• _Task to carry out_: Count the lines in the items below that contain the string "rough", treating uppercase and lowercase as different, and give only that number.

• _Input_:
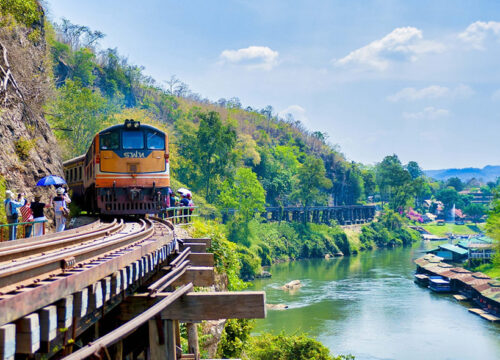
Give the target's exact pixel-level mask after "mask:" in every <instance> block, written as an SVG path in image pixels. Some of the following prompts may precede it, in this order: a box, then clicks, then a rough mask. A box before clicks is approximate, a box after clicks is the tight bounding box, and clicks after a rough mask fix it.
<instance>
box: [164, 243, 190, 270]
mask: <svg viewBox="0 0 500 360" xmlns="http://www.w3.org/2000/svg"><path fill="white" fill-rule="evenodd" d="M189 255H191V248H189V247H188V248H186V249H184V250H183V251H182V252H181V253H180V254H179V255H178V256H177V257H176V258H175V259H174V260H172V262H170V264H169V265H170V267H175V266H177V265H178V264H180V263H182V262H183V261H184V260H186V259H187V257H188V256H189Z"/></svg>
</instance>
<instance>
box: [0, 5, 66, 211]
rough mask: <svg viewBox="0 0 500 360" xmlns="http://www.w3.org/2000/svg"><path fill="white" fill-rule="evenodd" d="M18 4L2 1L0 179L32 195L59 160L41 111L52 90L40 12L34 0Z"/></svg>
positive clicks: (61, 173) (25, 192)
mask: <svg viewBox="0 0 500 360" xmlns="http://www.w3.org/2000/svg"><path fill="white" fill-rule="evenodd" d="M18 5H19V6H18V7H11V8H9V7H8V6H7V7H6V8H3V6H4V3H3V2H2V3H0V10H1V12H0V67H1V70H2V71H0V84H1V85H0V118H1V120H0V183H1V187H2V188H3V189H5V188H9V189H11V190H12V191H14V192H25V193H27V194H28V195H31V194H33V192H35V191H36V190H38V189H36V188H35V186H34V185H35V183H36V181H37V180H38V179H40V178H41V177H43V176H46V175H49V174H57V175H61V174H62V164H61V157H60V154H59V153H58V151H57V148H58V146H57V142H56V139H55V137H54V135H53V134H52V131H51V129H50V127H49V124H48V123H47V121H46V119H45V117H44V113H43V110H42V108H43V106H44V104H45V103H46V101H47V99H48V98H49V97H50V96H51V94H52V93H53V92H52V82H51V79H50V74H51V68H50V64H49V63H48V59H49V57H48V52H47V50H48V49H47V44H46V42H45V38H44V34H45V26H44V15H43V11H42V9H41V8H40V7H39V5H38V3H37V2H35V1H25V2H20V3H19V4H18ZM2 196H3V193H2ZM45 196H49V194H48V193H47V195H45ZM46 200H48V198H46ZM2 208H3V207H2Z"/></svg>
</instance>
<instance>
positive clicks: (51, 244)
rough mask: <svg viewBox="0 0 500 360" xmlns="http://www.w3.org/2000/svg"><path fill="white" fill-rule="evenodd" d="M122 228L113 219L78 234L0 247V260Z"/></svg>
mask: <svg viewBox="0 0 500 360" xmlns="http://www.w3.org/2000/svg"><path fill="white" fill-rule="evenodd" d="M122 228H123V222H117V221H116V219H115V220H114V221H113V222H112V223H110V224H105V226H102V227H100V228H97V229H92V230H91V231H88V232H84V233H81V234H78V235H63V236H61V237H58V238H54V239H52V240H50V241H49V242H47V241H46V240H39V241H34V242H30V243H27V244H22V245H21V244H20V245H14V246H12V247H8V248H3V249H0V261H8V260H16V259H19V258H23V257H26V256H29V255H34V254H39V253H43V252H46V251H51V250H55V249H60V248H63V247H66V246H69V245H73V244H77V243H81V242H85V241H91V240H96V239H99V238H101V237H102V236H104V235H110V234H113V233H115V232H118V231H120V230H121V229H122Z"/></svg>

• _Result for this exercise_: 3